• _Work request_
Beginning with the first line, please return the entries exactly through the line that contains "positive clicks: (96, 321)", and leave out all later lines.

Records drawn from a dataset:
[Start of Attachment]

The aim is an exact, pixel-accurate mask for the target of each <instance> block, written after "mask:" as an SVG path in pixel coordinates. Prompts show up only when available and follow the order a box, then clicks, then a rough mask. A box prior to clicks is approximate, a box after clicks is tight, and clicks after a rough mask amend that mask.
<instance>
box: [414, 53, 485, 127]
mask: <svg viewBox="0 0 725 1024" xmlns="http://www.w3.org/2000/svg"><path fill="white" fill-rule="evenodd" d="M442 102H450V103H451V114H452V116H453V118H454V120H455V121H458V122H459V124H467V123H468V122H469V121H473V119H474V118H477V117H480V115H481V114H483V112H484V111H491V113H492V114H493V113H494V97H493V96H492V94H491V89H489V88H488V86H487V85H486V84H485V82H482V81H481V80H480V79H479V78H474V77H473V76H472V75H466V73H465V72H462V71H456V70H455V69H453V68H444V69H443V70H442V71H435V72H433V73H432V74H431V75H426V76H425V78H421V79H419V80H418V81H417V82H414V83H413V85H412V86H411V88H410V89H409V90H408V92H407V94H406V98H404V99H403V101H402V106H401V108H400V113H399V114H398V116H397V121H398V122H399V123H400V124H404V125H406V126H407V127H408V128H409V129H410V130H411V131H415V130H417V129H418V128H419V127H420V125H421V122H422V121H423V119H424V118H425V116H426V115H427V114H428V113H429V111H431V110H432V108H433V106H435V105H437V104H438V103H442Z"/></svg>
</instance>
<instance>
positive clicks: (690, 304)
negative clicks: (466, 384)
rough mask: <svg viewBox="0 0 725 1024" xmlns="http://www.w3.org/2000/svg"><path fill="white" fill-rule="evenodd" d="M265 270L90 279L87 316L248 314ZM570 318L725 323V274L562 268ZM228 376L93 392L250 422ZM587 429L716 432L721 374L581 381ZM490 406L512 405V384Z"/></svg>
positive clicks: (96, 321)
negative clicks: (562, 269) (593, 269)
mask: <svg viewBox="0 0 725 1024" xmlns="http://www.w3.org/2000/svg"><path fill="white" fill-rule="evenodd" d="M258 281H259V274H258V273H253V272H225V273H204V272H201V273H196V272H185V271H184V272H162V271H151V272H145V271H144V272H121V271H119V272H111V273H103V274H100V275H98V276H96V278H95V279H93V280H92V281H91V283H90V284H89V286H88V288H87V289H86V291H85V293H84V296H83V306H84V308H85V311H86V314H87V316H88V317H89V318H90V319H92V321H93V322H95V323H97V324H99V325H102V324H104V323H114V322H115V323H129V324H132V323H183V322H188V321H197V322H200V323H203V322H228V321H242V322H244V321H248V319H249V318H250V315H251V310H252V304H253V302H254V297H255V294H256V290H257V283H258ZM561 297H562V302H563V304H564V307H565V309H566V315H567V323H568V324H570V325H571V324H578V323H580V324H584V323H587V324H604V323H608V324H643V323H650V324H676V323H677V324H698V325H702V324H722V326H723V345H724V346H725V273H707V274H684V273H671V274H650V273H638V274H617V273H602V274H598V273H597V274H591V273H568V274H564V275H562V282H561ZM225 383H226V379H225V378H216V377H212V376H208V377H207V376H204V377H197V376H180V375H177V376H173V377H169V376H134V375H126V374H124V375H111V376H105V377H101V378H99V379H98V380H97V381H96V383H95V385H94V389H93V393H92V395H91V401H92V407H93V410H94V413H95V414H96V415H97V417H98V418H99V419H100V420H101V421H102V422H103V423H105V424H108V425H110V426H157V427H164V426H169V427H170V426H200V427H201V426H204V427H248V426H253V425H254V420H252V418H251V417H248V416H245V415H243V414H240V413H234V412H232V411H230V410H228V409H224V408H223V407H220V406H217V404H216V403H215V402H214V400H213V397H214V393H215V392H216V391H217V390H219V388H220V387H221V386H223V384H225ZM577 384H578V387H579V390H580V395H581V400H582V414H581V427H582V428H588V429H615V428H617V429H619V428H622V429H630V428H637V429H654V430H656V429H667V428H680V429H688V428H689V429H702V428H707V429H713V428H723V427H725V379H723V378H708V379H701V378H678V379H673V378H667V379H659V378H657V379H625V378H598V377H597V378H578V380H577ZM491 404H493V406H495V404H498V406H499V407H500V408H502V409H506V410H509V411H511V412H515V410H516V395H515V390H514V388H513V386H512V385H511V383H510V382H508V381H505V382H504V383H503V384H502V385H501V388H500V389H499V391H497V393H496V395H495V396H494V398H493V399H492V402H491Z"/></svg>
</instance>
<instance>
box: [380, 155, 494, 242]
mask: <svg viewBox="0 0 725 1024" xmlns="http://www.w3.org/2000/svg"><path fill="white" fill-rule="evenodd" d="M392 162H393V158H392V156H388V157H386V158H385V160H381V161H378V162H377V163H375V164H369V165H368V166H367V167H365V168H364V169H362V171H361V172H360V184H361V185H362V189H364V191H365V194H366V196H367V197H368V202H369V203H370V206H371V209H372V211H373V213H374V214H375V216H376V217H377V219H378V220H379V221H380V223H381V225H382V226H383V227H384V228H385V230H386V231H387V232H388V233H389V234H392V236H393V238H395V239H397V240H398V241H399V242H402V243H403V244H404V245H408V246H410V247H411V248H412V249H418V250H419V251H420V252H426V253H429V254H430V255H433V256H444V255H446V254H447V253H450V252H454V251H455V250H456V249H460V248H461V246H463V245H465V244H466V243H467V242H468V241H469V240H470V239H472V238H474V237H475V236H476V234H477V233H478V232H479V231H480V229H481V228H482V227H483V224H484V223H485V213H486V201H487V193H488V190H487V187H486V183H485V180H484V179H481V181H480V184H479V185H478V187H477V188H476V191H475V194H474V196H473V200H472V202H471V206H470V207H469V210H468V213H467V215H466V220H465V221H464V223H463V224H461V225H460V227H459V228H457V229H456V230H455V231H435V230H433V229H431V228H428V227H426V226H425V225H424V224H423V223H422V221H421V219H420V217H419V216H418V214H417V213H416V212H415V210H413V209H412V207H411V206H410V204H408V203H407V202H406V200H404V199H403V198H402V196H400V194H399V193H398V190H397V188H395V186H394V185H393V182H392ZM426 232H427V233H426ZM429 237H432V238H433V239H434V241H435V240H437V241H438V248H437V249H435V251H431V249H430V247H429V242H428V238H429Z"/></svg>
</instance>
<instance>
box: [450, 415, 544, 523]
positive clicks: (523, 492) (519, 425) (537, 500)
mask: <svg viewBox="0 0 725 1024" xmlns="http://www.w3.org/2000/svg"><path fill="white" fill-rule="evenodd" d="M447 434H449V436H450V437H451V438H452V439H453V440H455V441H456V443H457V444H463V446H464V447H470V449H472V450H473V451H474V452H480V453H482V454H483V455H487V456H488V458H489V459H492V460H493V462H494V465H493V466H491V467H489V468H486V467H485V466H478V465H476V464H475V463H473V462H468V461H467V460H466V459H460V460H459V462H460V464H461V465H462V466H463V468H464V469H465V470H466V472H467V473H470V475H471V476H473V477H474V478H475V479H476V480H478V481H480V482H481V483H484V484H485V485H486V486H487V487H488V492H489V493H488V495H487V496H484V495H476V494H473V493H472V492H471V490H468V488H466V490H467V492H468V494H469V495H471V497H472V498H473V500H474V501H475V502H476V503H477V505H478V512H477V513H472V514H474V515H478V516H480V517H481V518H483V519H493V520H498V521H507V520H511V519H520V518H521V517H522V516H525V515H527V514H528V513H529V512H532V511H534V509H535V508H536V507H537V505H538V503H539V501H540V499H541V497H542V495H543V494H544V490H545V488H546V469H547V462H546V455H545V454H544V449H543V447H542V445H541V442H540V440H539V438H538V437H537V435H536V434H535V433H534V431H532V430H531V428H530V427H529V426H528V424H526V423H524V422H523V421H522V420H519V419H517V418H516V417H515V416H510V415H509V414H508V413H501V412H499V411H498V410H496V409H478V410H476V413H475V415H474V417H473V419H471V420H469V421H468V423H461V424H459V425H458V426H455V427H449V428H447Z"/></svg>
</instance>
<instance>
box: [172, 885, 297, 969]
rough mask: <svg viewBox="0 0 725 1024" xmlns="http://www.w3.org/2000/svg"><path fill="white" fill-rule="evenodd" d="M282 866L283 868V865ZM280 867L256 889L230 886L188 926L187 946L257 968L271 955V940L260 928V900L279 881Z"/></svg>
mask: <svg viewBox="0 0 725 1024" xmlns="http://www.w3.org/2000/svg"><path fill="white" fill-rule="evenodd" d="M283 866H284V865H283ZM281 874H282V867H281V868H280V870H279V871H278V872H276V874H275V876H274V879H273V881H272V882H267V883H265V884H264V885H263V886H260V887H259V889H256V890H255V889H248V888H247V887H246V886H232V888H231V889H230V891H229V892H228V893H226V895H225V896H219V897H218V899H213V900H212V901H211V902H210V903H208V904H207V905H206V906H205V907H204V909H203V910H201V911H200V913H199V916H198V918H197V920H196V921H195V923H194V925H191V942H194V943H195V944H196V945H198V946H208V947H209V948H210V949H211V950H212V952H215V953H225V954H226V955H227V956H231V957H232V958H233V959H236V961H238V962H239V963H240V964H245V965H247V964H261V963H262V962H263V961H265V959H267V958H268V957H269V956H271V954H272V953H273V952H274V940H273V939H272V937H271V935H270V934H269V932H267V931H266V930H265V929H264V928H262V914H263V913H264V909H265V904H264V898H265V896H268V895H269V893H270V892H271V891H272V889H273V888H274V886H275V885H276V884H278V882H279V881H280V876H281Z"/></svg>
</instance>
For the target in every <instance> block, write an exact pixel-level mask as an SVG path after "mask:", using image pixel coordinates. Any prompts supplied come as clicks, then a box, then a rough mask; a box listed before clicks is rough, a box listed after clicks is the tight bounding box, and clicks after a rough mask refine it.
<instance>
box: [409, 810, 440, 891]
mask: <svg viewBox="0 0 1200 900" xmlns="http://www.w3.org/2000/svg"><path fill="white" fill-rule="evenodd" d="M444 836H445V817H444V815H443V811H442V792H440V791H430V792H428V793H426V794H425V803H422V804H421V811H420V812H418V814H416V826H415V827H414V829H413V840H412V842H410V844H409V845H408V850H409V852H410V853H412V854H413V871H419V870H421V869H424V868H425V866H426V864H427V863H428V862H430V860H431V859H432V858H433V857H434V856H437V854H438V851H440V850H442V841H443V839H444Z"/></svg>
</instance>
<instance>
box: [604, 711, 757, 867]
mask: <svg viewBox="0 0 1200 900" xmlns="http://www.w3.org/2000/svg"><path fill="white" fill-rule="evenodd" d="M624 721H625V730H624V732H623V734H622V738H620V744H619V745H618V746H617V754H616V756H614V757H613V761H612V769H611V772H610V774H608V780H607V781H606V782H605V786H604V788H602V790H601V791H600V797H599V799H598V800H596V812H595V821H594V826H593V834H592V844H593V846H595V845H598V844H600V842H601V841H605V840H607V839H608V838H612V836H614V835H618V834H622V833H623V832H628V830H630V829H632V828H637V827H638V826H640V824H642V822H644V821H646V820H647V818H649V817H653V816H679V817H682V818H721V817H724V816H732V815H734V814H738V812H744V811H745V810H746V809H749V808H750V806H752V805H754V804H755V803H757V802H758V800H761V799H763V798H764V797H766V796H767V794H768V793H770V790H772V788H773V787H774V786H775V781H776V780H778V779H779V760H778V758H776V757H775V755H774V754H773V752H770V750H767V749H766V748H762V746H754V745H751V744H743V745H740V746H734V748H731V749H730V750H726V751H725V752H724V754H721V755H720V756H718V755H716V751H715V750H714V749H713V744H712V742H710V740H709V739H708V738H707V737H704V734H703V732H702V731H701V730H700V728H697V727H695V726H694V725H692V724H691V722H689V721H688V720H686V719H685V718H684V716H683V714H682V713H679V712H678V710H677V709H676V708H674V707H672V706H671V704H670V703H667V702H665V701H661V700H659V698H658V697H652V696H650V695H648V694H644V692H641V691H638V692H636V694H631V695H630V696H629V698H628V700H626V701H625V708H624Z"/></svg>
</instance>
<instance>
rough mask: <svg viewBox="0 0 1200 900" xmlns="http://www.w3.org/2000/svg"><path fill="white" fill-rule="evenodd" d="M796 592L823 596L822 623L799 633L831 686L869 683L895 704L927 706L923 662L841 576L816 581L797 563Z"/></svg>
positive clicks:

[End of Attachment]

• _Reply_
The aim is an exact, pixel-accurate mask for the target of each <instance> block, written after "mask:" as an SVG path in pixel coordinates. Prompts show up only when available and follow the order a box, then clicks, then a rough mask. A box prior to clicks is approximate, a box after clicks is tight, and clicks after a rough mask amend that mask.
<instance>
box: [414, 53, 485, 127]
mask: <svg viewBox="0 0 725 1024" xmlns="http://www.w3.org/2000/svg"><path fill="white" fill-rule="evenodd" d="M442 102H450V103H451V114H452V116H453V118H454V120H455V121H458V122H459V124H467V123H468V122H469V121H473V119H474V118H477V117H480V115H481V114H483V112H484V111H491V113H492V114H493V113H494V97H493V96H492V94H491V89H489V88H488V86H487V85H486V84H485V82H482V81H481V80H480V79H479V78H474V77H473V76H472V75H466V73H465V72H462V71H456V70H455V69H453V68H444V69H443V70H442V71H435V72H433V73H432V74H431V75H426V76H425V78H421V79H419V80H418V81H417V82H414V83H413V85H412V86H411V88H410V89H409V90H408V92H407V94H406V98H404V99H403V101H402V106H401V108H400V113H399V114H398V116H397V121H398V122H399V123H400V124H404V125H406V126H407V127H408V128H409V129H410V130H411V131H415V130H417V129H418V128H419V127H420V125H421V122H422V121H423V119H424V118H425V116H426V115H427V114H428V113H429V111H431V110H432V108H433V106H435V105H437V104H438V103H442Z"/></svg>
</instance>
<instance>
positive clicks: (690, 304)
negative clicks: (466, 384)
rough mask: <svg viewBox="0 0 725 1024" xmlns="http://www.w3.org/2000/svg"><path fill="white" fill-rule="evenodd" d="M265 270L90 279L87 316L248 314ZM570 318L725 323V274L562 268ZM228 376L93 392L250 422ZM587 429L716 432L721 374L581 381ZM490 406L512 405V384Z"/></svg>
positive clicks: (96, 321)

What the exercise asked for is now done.